TASK SET:
1. Swap "legislators" for "lawmakers" in everything from "I led design" down to "the broader community." of the Texas Cannabis Collective case study, and give that stretch in full.
2. Carry on the Texas Cannabis Collective case study from the point where it stops.

Brand Strategy + Product Design
Overview
Texas Cannabis Collective operates at the intersection of advocacy, media, and product — building a mobile-first platform for cannabis content and community in a state where the regulatory landscape shifts under your feet.
My work covered the full stack: audience architecture, brand identity, content strategy, community engagement systems, and conversion-focused UX across web and social. Design had to hold up under legal scrutiny and still feel like something people wanted to use.
Brand Strategy
Cannabis audiences in Texas are not monolithic. Medical patients, recreational advocates, policy-focused voters, and culturally curious consumers all required distinct positioning — but the brand needed to hold coherently across all of them.
I collaborated with a board to build an audience architecture — segmented by intent and channel — then developed content pillars and messaging frameworks that could flex without fracturing the brand identity./p>
Most cannabis brands in Texas were too niche to scale or too rigid to last. TxCannaCo solved this by building a brand to outlast any single bill, cycle, or culture shift. The content strategy created a center of gravity — a voice credible enough for advocacy work and accessible enough for cultural engagement.
4 bills across 3 sessions. Bills blocked, amended, or carried across the finish line. Brand messaging had to respond to legislative cycles without losing continuity — which required a system, not just copy. Brand messaging has to pivot on a moments notice while staying credible and winnable.
Product Design
Designing for a regulated industry and a nonprofit means every conversion path, every CTA, every community feature has to survive legal scrutiny and remain credible over time. The constraint isn't just aesthetic — it's structural.
I led design from brand identity through shipped product: component library, mobile-first interaction patterns, and a community engagement system built to scale beyond the initial launch.
I led compliance documentation for a regulated organization navigating evolving Texas law and direct legislative engagement. I established roles and responsibilities across operational and advocacy functions, built risk scoring criteria used in legislative settings, and facilitated cross-functional stakeholder adoption of governance processes - presenting compliance work directly to 30 to 40 state legislators.
Compliance without sterility. The product had to feel human and mission-driven without triggering advertising restrictions or violating the brand's own editorial standards — no vulgarity, no shock imagery, nothing that would undermine credibility with legislators, patients, or the broader community.
Mobile-first, advocacy-ready. Core user flows were designed around real-time engagement — reading, sharing, and acting on legislative updates from wherever the fight was happening.

SUPPLIED RECORDS:

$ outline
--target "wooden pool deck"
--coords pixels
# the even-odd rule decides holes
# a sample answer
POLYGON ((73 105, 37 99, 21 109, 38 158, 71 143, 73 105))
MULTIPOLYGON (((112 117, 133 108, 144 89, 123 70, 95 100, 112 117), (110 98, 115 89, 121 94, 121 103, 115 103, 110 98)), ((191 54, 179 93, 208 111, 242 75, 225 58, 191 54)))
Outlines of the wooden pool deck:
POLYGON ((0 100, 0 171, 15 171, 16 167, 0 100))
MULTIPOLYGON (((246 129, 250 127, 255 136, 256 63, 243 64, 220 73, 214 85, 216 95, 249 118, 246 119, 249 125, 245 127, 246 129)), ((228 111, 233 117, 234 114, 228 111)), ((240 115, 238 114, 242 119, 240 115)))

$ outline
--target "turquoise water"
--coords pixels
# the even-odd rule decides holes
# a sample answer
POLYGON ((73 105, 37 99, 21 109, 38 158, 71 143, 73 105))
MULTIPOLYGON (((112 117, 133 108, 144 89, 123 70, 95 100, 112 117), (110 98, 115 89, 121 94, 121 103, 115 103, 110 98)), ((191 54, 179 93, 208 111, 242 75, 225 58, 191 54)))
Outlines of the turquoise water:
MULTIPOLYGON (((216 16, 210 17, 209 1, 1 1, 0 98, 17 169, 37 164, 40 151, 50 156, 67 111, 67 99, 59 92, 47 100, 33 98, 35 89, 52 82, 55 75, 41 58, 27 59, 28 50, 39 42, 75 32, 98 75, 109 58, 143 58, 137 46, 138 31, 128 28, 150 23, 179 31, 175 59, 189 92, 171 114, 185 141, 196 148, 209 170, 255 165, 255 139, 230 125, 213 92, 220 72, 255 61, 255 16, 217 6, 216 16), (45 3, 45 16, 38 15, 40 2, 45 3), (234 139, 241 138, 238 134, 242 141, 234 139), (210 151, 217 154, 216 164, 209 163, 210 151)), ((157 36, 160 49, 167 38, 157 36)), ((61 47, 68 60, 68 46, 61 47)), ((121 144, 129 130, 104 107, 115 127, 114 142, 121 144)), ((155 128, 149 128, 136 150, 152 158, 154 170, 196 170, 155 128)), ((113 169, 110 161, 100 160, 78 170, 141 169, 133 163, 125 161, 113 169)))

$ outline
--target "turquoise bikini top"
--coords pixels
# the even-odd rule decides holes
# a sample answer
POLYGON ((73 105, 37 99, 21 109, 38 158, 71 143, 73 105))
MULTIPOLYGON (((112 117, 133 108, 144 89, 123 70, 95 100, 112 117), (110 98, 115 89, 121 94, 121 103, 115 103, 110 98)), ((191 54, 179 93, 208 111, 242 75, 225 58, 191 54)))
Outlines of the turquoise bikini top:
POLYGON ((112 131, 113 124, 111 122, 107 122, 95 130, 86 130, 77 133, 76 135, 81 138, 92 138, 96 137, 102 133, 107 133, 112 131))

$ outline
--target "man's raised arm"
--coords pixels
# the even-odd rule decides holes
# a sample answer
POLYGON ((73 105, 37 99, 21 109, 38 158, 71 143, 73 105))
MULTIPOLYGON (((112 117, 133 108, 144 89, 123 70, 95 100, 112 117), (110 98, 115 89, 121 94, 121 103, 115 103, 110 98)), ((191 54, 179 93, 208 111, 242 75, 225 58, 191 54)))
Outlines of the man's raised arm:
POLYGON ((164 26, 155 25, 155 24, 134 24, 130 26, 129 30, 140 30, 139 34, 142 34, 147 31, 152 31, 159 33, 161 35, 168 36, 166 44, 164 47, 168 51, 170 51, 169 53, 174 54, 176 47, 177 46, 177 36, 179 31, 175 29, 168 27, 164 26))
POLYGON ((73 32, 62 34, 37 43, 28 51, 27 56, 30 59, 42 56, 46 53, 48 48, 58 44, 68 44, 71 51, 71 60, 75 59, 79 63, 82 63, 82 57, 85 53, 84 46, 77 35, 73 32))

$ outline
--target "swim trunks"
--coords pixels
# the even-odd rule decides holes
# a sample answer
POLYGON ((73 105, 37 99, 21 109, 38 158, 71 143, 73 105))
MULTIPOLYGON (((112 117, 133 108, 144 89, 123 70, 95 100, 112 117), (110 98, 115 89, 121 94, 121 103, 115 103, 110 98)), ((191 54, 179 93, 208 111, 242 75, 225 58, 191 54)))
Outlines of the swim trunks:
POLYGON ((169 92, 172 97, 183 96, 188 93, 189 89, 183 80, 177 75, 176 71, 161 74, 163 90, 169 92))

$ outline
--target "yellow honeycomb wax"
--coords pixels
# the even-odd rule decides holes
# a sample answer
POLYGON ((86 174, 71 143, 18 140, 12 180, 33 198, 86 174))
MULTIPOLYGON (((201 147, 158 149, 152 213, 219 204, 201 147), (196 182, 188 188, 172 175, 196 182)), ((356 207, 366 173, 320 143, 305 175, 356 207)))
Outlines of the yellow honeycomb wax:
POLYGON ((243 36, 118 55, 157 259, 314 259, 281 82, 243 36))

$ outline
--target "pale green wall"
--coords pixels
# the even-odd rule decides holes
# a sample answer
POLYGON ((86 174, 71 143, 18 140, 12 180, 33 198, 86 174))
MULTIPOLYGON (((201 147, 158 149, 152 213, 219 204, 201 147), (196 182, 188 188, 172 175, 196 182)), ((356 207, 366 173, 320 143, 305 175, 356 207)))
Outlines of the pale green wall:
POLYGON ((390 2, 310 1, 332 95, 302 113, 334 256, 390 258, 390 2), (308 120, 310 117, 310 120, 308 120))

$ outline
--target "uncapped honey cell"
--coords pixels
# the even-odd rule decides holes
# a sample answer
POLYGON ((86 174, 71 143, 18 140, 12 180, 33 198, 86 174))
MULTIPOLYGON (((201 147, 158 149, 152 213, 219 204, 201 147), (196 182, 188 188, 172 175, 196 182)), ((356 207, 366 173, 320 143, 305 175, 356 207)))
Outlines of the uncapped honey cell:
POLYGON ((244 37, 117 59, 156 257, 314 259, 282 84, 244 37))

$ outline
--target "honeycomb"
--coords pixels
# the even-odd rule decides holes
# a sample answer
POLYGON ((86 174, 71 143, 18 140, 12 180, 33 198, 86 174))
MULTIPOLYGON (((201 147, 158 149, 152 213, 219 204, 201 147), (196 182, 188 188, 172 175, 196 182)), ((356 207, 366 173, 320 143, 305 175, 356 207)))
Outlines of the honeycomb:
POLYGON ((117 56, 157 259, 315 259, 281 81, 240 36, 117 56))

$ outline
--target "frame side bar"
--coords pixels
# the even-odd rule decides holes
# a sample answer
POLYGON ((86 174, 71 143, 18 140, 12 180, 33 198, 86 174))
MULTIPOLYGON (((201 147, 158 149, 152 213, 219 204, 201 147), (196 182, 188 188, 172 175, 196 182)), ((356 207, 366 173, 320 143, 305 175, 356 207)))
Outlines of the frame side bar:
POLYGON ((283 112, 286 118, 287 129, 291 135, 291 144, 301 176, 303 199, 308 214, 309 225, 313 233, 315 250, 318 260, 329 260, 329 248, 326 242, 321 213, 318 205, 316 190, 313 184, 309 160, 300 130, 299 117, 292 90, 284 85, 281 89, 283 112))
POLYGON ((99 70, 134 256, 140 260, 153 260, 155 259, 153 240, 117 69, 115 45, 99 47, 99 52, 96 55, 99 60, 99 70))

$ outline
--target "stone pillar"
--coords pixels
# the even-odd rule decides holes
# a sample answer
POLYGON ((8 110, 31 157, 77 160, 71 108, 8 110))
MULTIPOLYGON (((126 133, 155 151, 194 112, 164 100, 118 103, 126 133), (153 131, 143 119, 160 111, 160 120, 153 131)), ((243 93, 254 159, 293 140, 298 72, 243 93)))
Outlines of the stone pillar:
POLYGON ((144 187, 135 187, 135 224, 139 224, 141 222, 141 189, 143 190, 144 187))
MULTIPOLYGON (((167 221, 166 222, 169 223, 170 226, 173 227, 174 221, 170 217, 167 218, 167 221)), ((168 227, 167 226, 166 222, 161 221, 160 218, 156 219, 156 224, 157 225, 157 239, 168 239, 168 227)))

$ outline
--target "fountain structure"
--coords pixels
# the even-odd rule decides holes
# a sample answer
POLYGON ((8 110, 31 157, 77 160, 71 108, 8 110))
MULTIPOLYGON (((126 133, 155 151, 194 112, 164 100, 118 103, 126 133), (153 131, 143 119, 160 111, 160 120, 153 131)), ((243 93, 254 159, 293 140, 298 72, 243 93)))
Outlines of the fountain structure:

RESPONSES PER TASK:
1.
I led design from brand identity through shipped product: component library, mobile-first interaction patterns, and a community engagement system built to scale beyond the initial launch.
I led compliance documentation for a regulated organization navigating evolving Texas law and direct legislative engagement. I established roles and responsibilities across operational and advocacy functions, built risk scoring criteria used in legislative settings, and facilitated cross-functional stakeholder adoption of governance processes - presenting compliance work directly to 30 to 40 state lawmakers.
Compliance without sterility. The product had to feel human and mission-driven without triggering advertising restrictions or violating the brand's own editorial standards — no vulgarity, no shock imagery, nothing that would undermine credibility with lawmakers, patients, or the broader community.

2.
Enterprise Risk Management My experience for this comes from the United States Navy Nuclear Power Program, where I served as a Licensed Reactor Operator and Work Center Supervisor. That program is an enterprise risk management system in practice. I operated under defined frameworks for risk identification, intake, validation, acceptance, mitigation, and monitoring - with established escalation chains and reporting requirements up to command leadership. I translated complex regulatory procedures into executable workflows, maintained audit-ready documentation under inspection conditions, and coordinated technical stakeholders across concurrent workstreams where a single procedural gap carried serious consequences.
Content System
100+ articles published. The content system wasn't just editorial — it was a distribution architecture. Each piece was designed to pull double duty: SEO and advocacy signal, education and community engagement.
I defined the editorial voice, content types, and production workflow that allowed the platform to operate at consistent volume without losing the brand's sense of purpose.
Strategy & Coalition Building
Strategy means nothing if it can't survive the room. Over the course of four bills across three legislative sessions, I operated at the intersection of brand, policy, and coalition — presenting and co-building strategy with a board that included lawyers, medical professionals, activists, and elected officials.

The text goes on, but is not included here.